→ **Your instructions**: Write out exactly the lines below that run from the one containing "Phrase: white fence" through the one containing "Phrase: green leaf", both included, with no other lines.

= Beginning of Section =

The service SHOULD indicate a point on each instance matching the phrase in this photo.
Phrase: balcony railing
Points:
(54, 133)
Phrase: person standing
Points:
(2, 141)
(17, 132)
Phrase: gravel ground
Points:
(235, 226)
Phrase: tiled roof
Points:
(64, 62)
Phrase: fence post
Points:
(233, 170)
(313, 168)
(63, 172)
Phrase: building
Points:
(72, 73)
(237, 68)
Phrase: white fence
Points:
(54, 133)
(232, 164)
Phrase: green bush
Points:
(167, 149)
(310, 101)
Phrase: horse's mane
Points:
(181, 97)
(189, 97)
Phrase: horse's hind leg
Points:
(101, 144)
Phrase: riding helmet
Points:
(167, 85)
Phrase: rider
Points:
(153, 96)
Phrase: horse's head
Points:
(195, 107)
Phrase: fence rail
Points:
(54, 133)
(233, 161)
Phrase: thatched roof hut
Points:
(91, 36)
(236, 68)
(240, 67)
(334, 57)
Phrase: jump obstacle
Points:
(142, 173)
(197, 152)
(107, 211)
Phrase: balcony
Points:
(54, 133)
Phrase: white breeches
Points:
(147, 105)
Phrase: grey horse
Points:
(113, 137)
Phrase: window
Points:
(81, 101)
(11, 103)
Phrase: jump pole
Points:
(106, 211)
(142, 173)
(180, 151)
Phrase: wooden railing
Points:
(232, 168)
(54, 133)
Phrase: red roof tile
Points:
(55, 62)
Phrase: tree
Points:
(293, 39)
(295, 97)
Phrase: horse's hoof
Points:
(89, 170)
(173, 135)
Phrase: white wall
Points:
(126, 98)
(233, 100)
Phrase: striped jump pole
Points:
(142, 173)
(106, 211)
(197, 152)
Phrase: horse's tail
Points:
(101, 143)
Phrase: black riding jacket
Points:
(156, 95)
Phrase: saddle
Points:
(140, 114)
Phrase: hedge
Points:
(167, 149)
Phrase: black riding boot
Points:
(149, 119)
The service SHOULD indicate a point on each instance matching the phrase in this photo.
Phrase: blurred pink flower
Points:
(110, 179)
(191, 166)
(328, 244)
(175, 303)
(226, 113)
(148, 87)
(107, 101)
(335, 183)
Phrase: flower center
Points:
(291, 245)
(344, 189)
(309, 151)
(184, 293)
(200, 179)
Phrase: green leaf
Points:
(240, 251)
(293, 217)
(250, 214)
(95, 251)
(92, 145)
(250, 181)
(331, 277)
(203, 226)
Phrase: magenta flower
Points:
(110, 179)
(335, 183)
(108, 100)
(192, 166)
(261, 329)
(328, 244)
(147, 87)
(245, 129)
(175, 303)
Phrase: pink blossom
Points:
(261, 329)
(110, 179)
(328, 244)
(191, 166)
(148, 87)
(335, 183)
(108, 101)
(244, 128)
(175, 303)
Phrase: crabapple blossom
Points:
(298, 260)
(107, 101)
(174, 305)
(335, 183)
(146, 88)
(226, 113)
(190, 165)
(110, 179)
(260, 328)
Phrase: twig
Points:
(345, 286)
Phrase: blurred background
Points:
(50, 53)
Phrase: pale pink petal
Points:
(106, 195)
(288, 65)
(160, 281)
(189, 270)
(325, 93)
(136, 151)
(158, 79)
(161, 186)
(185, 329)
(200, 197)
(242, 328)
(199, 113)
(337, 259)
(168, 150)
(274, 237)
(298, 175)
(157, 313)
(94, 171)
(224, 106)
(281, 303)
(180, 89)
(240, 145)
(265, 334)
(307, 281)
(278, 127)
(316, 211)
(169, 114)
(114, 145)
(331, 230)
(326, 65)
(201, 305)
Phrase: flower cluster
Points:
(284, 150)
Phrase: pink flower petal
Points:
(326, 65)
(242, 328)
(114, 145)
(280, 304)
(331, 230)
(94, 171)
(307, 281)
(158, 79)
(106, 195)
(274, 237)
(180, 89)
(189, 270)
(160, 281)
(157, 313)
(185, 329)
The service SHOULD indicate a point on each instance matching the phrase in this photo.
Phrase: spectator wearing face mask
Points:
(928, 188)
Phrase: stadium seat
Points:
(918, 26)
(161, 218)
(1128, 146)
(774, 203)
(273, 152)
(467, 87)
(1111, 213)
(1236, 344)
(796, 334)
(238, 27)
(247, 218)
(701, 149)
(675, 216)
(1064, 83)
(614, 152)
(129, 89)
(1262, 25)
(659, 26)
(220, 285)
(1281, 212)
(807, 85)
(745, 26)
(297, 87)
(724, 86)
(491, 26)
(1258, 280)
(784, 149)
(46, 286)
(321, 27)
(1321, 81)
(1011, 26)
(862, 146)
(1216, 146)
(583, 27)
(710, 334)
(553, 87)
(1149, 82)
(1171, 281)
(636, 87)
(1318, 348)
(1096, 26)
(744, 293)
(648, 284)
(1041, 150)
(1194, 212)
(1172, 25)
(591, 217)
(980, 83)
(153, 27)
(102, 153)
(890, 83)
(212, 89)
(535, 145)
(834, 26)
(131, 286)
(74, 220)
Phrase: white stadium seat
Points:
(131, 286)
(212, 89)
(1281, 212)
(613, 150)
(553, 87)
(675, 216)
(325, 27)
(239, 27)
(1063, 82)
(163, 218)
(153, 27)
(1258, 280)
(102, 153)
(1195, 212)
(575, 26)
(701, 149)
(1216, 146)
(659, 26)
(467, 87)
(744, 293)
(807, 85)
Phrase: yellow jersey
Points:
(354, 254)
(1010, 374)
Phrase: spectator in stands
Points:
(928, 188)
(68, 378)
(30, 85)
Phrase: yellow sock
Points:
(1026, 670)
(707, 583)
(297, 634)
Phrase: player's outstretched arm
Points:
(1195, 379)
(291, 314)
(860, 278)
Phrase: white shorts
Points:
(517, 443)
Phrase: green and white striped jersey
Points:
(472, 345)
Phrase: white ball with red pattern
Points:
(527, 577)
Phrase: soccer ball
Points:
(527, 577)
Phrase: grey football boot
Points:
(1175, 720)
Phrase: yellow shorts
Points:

= End of Section =

→ **Solution to this exercise**:
Phrase: white fence
Points:
(54, 133)
(232, 164)
Phrase: green bush
Points:
(167, 149)
(310, 101)
Phrase: horse's mane
Points:
(181, 97)
(189, 97)
Phrase: horse's hind leg
Points:
(101, 144)
Phrase: riding helmet
Points:
(167, 85)
Phrase: rider
Points:
(153, 96)
Phrase: horse's head
Points:
(195, 107)
Phrase: fence rail
Points:
(54, 133)
(233, 161)
Phrase: thatched roof hut
Points:
(91, 36)
(236, 68)
(240, 67)
(334, 57)
Phrase: jump obstacle
Points:
(142, 173)
(197, 152)
(107, 211)
Phrase: balcony
Points:
(54, 133)
Phrase: white breeches
Points:
(147, 105)
Phrase: grey horse
Points:
(113, 137)
Phrase: window
Points:
(81, 101)
(11, 103)
Phrase: jump pole
Points:
(106, 211)
(142, 173)
(180, 151)
Phrase: wooden railing
Points:
(232, 168)
(54, 133)
Phrase: red roof tile
Points:
(55, 62)
Phrase: tree
Points:
(293, 39)
(295, 97)
Phrase: horse's hoof
Points:
(89, 170)
(173, 135)
Phrase: white wall
Points:
(126, 98)
(233, 100)
Phrase: striped jump pole
Points:
(142, 173)
(106, 211)
(197, 152)
Phrase: horse's tail
Points:
(101, 143)
Phrase: black riding jacket
Points:
(156, 95)
Phrase: saddle
Points:
(140, 114)
Phrase: hedge
Points:
(167, 149)
Phrase: black riding boot
Points:
(149, 119)
The service SHOULD indicate a point on each instance matching the phrase in this photo.
Phrase: blurred pink flower
Points:
(110, 179)
(191, 166)
(328, 244)
(175, 303)
(226, 113)
(148, 87)
(107, 101)
(335, 183)
Phrase: flower center
Points:
(291, 245)
(344, 189)
(309, 151)
(184, 293)
(200, 179)
Phrase: green leaf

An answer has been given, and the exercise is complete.